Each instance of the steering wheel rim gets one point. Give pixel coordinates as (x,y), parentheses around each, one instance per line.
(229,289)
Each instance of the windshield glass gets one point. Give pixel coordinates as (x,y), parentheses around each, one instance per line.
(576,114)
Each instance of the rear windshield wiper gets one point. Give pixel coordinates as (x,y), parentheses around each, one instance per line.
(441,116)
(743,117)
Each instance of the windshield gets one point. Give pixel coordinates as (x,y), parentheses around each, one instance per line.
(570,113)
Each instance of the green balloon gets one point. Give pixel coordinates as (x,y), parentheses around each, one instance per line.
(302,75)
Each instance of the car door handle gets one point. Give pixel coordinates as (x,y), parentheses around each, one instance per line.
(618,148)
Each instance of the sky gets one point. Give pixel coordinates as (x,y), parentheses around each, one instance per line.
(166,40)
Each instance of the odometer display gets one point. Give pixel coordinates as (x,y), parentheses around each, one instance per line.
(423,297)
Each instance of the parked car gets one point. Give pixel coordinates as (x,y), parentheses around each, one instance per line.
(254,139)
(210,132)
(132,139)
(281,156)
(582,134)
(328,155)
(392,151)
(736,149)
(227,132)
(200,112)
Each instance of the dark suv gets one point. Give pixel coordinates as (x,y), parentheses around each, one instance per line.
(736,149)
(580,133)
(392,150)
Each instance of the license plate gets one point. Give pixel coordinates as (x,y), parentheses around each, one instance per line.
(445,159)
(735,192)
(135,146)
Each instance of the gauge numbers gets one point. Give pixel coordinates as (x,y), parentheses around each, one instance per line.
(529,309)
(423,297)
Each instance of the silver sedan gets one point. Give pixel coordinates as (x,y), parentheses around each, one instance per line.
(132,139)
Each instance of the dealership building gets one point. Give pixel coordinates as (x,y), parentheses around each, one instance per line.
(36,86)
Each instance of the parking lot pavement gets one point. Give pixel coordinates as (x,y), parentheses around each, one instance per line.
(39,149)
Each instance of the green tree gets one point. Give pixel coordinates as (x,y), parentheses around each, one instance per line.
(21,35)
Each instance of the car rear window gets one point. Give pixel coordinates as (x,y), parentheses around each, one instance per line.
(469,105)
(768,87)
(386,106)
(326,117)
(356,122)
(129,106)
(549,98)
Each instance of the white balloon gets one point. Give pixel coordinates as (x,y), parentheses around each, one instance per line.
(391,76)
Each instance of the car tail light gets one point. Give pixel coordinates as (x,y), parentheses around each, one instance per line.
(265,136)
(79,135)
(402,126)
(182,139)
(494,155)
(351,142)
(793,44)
═══
WHAT IS NEEDED:
Revise the listing from the line containing "Each instance of the license" through the end, replacing "pixel coordinates" with "image coordinates" and leaving all else unchanged.

EXERCISE RESPONSE:
Each instance of the license plate gets one point. Give image coordinates as (x,y), parentheses around each, one instance per line.
(445,159)
(735,192)
(135,146)
Each instance of the gauge numbers gets one point. Give image coordinates as (x,y), parentheses around each, one instance per line.
(529,309)
(423,297)
Each instance of the silver sedan gets one point. Give image coordinates as (x,y), parentheses around each, one instance per line.
(132,139)
Each instance of the dealership building gets one point. Give image coordinates as (x,y), parentheses around each, one instance per line.
(36,86)
Each instance of the parking lot pavement gets one point. Give image coordinates as (x,y), parentheses around each, one instance per line.
(39,149)
Each instance of the green tree gets one point. Give image coordinates as (x,y), parentheses around each, one instance per line.
(21,35)
Each instance of the car rear window gets one point. Give image coordinates as (x,y), parentheses around each, one instance per line.
(469,105)
(768,87)
(386,106)
(326,117)
(356,122)
(129,106)
(549,98)
Each instance of the white balloon gets one point. Give image coordinates as (x,y), parentheses around each, one instance per line.
(391,76)
Each instance of the car tail light gets one point. Give image coordinates as (x,y), parentheses around each, one instance per line.
(265,136)
(79,135)
(402,126)
(182,139)
(494,155)
(351,142)
(793,44)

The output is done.